§ DESAFIOS:
- a) Segundo o texto fornecido, em que lugar Pausanias atribuiu a Sócrates o aforismo "Conhece-te a ti mesmo"?
- b) Extraia sem alterações as linhas que vêm depois do texto, começando pela que contém "of the black" e seguindo até a última delas, ambas incluídas.

O Perverso Narcisista quer te devorar; não a Esfinge. Por Flávio Carvalho.

Imagem: mohamed_hassan

Por Flávio Carvalho, para Desacato.info.

Mirem-se no exemplo daquelas Mulheres de Atenas. Sofrem por seus maridos, orgulho e glória de Atenas” (Chico Buarque).

Era um momento de guerra (do Peloponeso).

Naquele tempo, no Templo de Delfos, o grego Pausanias atribuiu a Sócrates o aforismo mais importante da filosofia ocidental: Conhece-te a ti mesmo.

Durante séculos este aforismo foi considerado – principalmente pela instituição mais triunfante da história da humanidade (o catolicismo) – como o mais subversivo, mais revolucionário e, portanto, mais perigoso modo de pensar.

Não podemos esquecer que houve uma época que o conhecimento não poderia vir de dentro, era algo somente oferecido “pelo divino”.

§ DADOS APRESENTADOS:
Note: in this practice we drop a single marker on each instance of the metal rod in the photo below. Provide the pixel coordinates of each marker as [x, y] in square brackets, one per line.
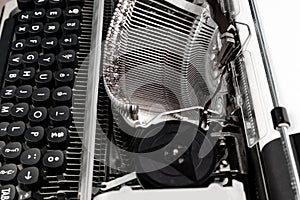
[286, 142]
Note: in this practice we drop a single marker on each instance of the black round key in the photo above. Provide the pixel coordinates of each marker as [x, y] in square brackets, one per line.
[54, 15]
[8, 173]
[54, 162]
[41, 4]
[30, 59]
[60, 116]
[8, 93]
[12, 77]
[18, 46]
[75, 2]
[25, 4]
[41, 97]
[36, 29]
[72, 12]
[71, 26]
[30, 157]
[67, 59]
[58, 138]
[16, 131]
[69, 42]
[24, 17]
[47, 62]
[50, 45]
[34, 137]
[62, 96]
[5, 110]
[64, 77]
[20, 111]
[29, 178]
[52, 29]
[22, 31]
[12, 151]
[27, 76]
[34, 44]
[57, 3]
[44, 79]
[3, 131]
[8, 192]
[38, 116]
[38, 15]
[15, 61]
[23, 93]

§ RESULTADOS POR TAREFA:
- a) No Templo de Delfos.

- b)
Note: in this practice we drop a single marker on each instance of the black round key in the photo above. Provide the pixel coordinates of each marker as [x, y] in square brackets, one per line.
[54, 15]
[8, 173]
[54, 162]
[41, 4]
[30, 59]
[60, 116]
[8, 93]
[12, 77]
[18, 46]
[75, 2]
[25, 4]
[41, 97]
[36, 29]
[72, 12]
[71, 26]
[30, 157]
[67, 59]
[58, 138]
[16, 131]
[69, 42]
[24, 17]
[47, 62]
[50, 45]
[34, 137]
[62, 96]
[5, 110]
[64, 77]
[20, 111]
[29, 178]
[52, 29]
[22, 31]
[12, 151]
[27, 76]
[34, 44]
[57, 3]
[44, 79]
[3, 131]
[8, 192]
[38, 116]
[38, 15]
[15, 61]
[23, 93]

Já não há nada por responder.